— WHAT THIS TASK INVOLVES —
Rewrite every line of the rows below as a Markdown table with the columns "Line" and "Content", numbering the lines in order and skipping blank ones. Leave out the pictures.

##### RECORDS SUPPLIED

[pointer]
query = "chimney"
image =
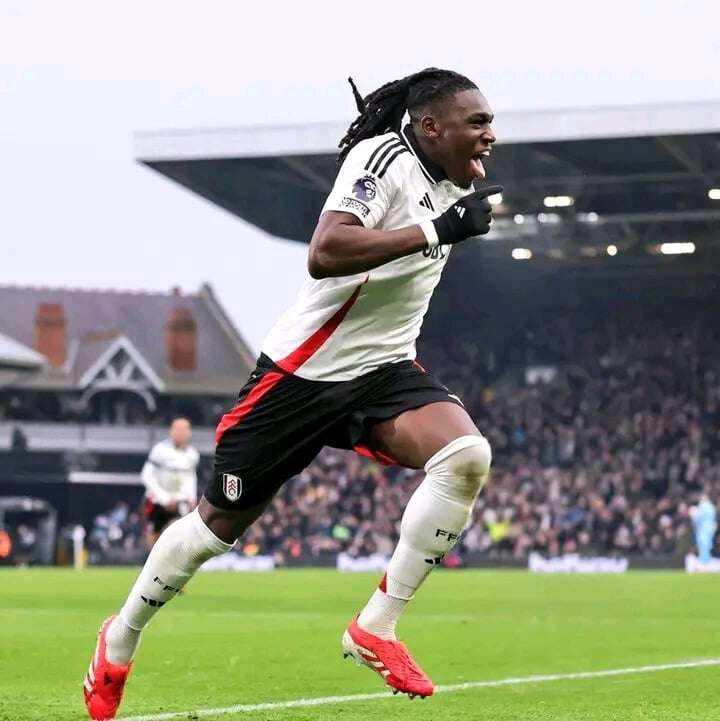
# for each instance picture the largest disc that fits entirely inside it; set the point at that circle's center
(50, 338)
(181, 340)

##########

— THE OUTPUT —
| Line | Content |
|---|---|
| 1 | [pointer] |
| 2 | query = "chimney" |
| 3 | image = |
| 4 | # for each instance picture the largest disc that fits entirely inside it; set the point at that circle's center |
| 5 | (50, 338) |
| 6 | (181, 340) |